*** Opening of Material provided ***
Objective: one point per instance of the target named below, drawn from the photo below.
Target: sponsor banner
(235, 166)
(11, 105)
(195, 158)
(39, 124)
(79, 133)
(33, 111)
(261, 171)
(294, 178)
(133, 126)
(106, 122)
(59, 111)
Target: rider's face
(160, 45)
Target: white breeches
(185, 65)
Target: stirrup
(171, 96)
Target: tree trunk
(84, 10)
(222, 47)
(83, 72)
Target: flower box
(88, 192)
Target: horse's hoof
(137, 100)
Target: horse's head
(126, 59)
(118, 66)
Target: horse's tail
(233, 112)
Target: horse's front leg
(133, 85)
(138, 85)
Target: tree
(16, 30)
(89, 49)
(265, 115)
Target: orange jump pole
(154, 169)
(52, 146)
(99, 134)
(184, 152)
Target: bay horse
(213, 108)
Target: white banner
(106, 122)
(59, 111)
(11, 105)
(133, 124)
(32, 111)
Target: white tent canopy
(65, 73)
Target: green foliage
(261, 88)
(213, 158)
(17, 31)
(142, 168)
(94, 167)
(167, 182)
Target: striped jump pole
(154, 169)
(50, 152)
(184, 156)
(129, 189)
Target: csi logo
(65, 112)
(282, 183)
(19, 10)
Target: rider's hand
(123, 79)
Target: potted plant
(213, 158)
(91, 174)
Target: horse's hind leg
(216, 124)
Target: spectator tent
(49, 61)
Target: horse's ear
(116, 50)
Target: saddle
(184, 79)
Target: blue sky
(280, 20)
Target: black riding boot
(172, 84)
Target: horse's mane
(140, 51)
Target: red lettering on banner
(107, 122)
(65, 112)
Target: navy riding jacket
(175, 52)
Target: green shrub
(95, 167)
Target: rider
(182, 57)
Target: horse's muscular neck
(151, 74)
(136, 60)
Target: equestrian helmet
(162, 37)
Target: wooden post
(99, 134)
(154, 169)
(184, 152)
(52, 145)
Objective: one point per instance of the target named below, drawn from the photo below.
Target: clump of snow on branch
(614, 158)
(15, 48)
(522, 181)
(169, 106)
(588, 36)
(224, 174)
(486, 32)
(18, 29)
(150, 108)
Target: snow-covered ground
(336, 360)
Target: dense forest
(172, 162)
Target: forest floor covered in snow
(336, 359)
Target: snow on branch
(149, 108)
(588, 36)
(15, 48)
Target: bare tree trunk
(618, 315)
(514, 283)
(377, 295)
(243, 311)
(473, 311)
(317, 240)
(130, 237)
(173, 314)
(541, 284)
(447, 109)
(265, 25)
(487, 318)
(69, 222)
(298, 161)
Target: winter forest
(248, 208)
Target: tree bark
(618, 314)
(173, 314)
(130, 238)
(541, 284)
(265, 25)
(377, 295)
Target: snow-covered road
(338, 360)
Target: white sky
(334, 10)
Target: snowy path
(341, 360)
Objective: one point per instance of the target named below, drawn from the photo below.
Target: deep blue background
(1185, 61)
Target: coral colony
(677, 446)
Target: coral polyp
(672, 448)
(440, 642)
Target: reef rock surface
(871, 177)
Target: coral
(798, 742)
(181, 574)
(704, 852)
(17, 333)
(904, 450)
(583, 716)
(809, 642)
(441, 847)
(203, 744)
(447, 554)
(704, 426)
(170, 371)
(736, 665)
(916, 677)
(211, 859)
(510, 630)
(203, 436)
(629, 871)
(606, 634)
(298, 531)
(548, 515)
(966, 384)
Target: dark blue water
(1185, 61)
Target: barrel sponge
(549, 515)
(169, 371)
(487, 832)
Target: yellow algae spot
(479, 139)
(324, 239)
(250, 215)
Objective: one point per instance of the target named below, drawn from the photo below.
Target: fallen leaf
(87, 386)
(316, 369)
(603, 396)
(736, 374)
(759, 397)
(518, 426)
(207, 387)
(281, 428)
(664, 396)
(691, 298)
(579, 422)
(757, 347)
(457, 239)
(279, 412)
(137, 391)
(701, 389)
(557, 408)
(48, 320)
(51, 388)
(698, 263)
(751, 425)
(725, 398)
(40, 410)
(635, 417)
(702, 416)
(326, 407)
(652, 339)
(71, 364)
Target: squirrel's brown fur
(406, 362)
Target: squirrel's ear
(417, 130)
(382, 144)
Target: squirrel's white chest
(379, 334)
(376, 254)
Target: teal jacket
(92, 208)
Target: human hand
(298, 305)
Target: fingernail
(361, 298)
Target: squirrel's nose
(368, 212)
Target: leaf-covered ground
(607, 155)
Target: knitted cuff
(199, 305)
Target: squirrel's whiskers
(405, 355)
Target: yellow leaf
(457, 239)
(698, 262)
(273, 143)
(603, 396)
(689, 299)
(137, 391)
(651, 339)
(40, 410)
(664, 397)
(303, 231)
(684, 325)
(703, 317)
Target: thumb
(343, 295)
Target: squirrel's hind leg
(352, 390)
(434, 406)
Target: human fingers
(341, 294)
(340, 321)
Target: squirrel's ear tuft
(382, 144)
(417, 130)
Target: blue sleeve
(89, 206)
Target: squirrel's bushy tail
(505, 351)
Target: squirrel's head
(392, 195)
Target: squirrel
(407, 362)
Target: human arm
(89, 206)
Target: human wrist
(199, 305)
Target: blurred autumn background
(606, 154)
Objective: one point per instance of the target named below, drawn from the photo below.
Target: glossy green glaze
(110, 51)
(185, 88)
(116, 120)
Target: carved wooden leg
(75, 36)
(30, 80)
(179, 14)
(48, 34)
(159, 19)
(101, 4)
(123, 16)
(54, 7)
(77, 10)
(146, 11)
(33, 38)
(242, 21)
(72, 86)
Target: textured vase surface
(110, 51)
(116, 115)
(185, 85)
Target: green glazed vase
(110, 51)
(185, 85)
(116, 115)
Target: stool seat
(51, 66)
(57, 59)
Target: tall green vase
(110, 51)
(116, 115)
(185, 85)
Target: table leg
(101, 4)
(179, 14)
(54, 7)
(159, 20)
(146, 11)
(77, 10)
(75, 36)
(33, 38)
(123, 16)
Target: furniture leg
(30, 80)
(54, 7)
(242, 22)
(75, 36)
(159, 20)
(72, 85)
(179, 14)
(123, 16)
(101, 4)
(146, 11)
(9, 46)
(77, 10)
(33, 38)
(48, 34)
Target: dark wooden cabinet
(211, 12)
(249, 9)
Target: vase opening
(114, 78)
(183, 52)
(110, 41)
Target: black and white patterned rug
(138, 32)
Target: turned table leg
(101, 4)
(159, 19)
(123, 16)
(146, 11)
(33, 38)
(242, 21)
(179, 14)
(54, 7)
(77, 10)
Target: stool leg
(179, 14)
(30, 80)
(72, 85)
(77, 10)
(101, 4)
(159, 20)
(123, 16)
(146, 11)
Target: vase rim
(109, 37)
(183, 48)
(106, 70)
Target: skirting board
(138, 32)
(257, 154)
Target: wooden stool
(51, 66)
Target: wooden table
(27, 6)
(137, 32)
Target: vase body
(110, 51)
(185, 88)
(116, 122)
*** Close of Material provided ***
### Task prompt
What you should do is return the records above exactly, leaving nothing out.

### Solution to the problem
Objective: one point per instance of the target named below, drawn from the photo below.
Target: sponsor banner
(235, 166)
(11, 105)
(195, 158)
(39, 124)
(79, 133)
(33, 111)
(261, 171)
(294, 178)
(133, 126)
(106, 122)
(59, 111)
Target: rider's face
(160, 45)
Target: white breeches
(185, 65)
Target: stirrup
(171, 96)
Target: tree trunk
(84, 10)
(222, 47)
(83, 72)
Target: flower box
(88, 192)
Target: horse's hoof
(137, 100)
Target: horse's head
(126, 59)
(118, 66)
Target: horse's tail
(233, 112)
Target: horse's front leg
(133, 85)
(138, 85)
Target: tree
(16, 30)
(89, 49)
(265, 115)
Target: orange jump pole
(154, 169)
(52, 146)
(99, 134)
(184, 152)
Target: bay horse
(213, 108)
Target: white banner
(106, 122)
(59, 111)
(11, 105)
(133, 124)
(32, 111)
Target: white tent canopy
(65, 73)
Target: green foliage
(261, 88)
(213, 158)
(17, 31)
(142, 168)
(94, 167)
(167, 182)
Target: striped jump pole
(154, 169)
(50, 152)
(184, 156)
(129, 189)
Target: csi logo
(65, 112)
(282, 183)
(19, 10)
Target: rider's hand
(123, 79)
Target: potted plant
(213, 158)
(91, 174)
Target: horse's hind leg
(216, 124)
Target: spectator tent
(49, 61)
Target: horse's ear
(116, 50)
Target: saddle
(184, 79)
Target: blue sky
(280, 20)
Target: black riding boot
(172, 84)
Target: horse's mane
(140, 51)
Target: red lettering on banner
(107, 122)
(65, 112)
Target: navy riding jacket
(175, 52)
Target: green shrub
(95, 167)
Target: rider
(182, 57)
Target: horse's muscular neck
(151, 74)
(136, 60)
Target: equestrian helmet
(162, 37)
Target: wooden post
(99, 134)
(154, 169)
(184, 152)
(52, 145)
Objective: one point per instance of the target named below, drawn from the photo below.
Target: clump of snow on branch
(614, 158)
(15, 48)
(522, 181)
(169, 106)
(588, 36)
(224, 174)
(486, 32)
(18, 29)
(150, 108)
Target: snow-covered ground
(336, 360)
Target: dense forest
(172, 162)
Target: forest floor covered in snow
(336, 359)
Target: snow on branch
(149, 108)
(588, 36)
(15, 48)
Target: bare tree trunk
(618, 315)
(514, 283)
(377, 295)
(243, 311)
(473, 311)
(317, 240)
(130, 237)
(173, 314)
(541, 284)
(447, 109)
(265, 25)
(487, 318)
(69, 222)
(298, 161)
Target: winter forest
(248, 208)
Target: tree bark
(618, 314)
(173, 314)
(130, 238)
(541, 284)
(265, 25)
(377, 295)
Target: snow-covered road
(338, 360)
Target: white sky
(334, 10)
Target: snowy path
(341, 360)
Objective: one point per instance of the target named below, drawn from the photo below.
Target: deep blue background
(1185, 61)
Target: coral colony
(677, 446)
Target: coral polyp
(672, 448)
(440, 642)
Target: reef rock surface
(871, 177)
Target: coral
(798, 742)
(181, 574)
(704, 852)
(17, 333)
(904, 450)
(583, 716)
(809, 642)
(441, 847)
(203, 744)
(447, 554)
(704, 426)
(170, 371)
(736, 665)
(916, 677)
(211, 859)
(510, 630)
(203, 436)
(629, 871)
(606, 634)
(298, 531)
(548, 515)
(966, 384)
Target: dark blue water
(1185, 61)
Target: barrel sponge
(549, 515)
(169, 371)
(487, 832)
Target: yellow algae spot
(479, 139)
(324, 239)
(250, 215)
Objective: one point per instance of the target named below, drawn from the photo below.
Target: fallen leaf
(87, 386)
(316, 369)
(603, 396)
(736, 374)
(759, 397)
(518, 426)
(207, 387)
(281, 428)
(664, 396)
(691, 298)
(579, 422)
(757, 347)
(457, 239)
(279, 412)
(137, 391)
(701, 389)
(557, 408)
(48, 320)
(51, 388)
(698, 263)
(751, 425)
(725, 398)
(40, 410)
(635, 417)
(702, 416)
(326, 407)
(652, 339)
(71, 364)
Target: squirrel's brown fur
(406, 362)
Target: squirrel's ear
(417, 130)
(382, 144)
Target: squirrel's white chest
(379, 334)
(376, 254)
Target: teal jacket
(92, 208)
Target: human hand
(298, 305)
Target: fingernail
(361, 298)
Target: squirrel's nose
(368, 212)
Target: leaf-covered ground
(607, 155)
Target: knitted cuff
(199, 305)
Target: squirrel's whiskers
(405, 355)
Target: yellow leaf
(457, 239)
(698, 262)
(273, 143)
(603, 396)
(689, 299)
(137, 391)
(651, 339)
(40, 410)
(664, 397)
(303, 231)
(684, 325)
(703, 317)
Target: thumb
(343, 295)
Target: squirrel's hind leg
(352, 390)
(434, 406)
Target: human fingers
(341, 294)
(340, 321)
Target: squirrel's ear tuft
(382, 144)
(417, 130)
Target: blue sleeve
(89, 206)
Target: squirrel's bushy tail
(505, 351)
Target: squirrel's head
(392, 195)
Target: squirrel
(407, 362)
Target: human arm
(89, 206)
Target: human wrist
(199, 305)
Target: blurred autumn background
(606, 154)
Objective: one point per instance of the target named below, drawn from the photo below.
Target: glossy green glaze
(110, 51)
(185, 88)
(116, 120)
Target: carved wooden leg
(75, 36)
(30, 80)
(179, 14)
(48, 34)
(159, 19)
(101, 4)
(123, 16)
(54, 7)
(77, 10)
(146, 11)
(33, 38)
(242, 21)
(72, 86)
Target: textured vase surface
(110, 51)
(116, 115)
(185, 85)
Target: green glazed vase
(110, 51)
(185, 85)
(116, 115)
Target: stool seat
(51, 66)
(57, 59)
Target: tall green vase
(110, 51)
(116, 115)
(185, 85)
Target: table leg
(101, 4)
(179, 14)
(54, 7)
(159, 20)
(146, 11)
(77, 10)
(75, 36)
(33, 38)
(123, 16)
Target: furniture leg
(30, 80)
(54, 7)
(242, 22)
(75, 36)
(159, 20)
(72, 85)
(179, 14)
(123, 16)
(101, 4)
(146, 11)
(9, 46)
(77, 10)
(33, 38)
(48, 34)
Target: dark wooden cabinet
(211, 12)
(249, 9)
Target: vase opening
(114, 78)
(183, 52)
(110, 41)
Target: black and white patterned rug
(138, 32)
Target: turned table leg
(101, 4)
(159, 19)
(123, 16)
(146, 11)
(33, 38)
(242, 21)
(179, 14)
(54, 7)
(77, 10)
Target: stool leg
(179, 14)
(30, 80)
(72, 85)
(77, 10)
(101, 4)
(159, 20)
(123, 16)
(146, 11)
Target: vase rim
(109, 37)
(183, 48)
(106, 70)
Target: skirting board
(138, 32)
(257, 154)
Target: wooden stool
(51, 66)
Target: wooden table
(27, 6)
(137, 32)
Target: vase body
(110, 51)
(185, 88)
(116, 122)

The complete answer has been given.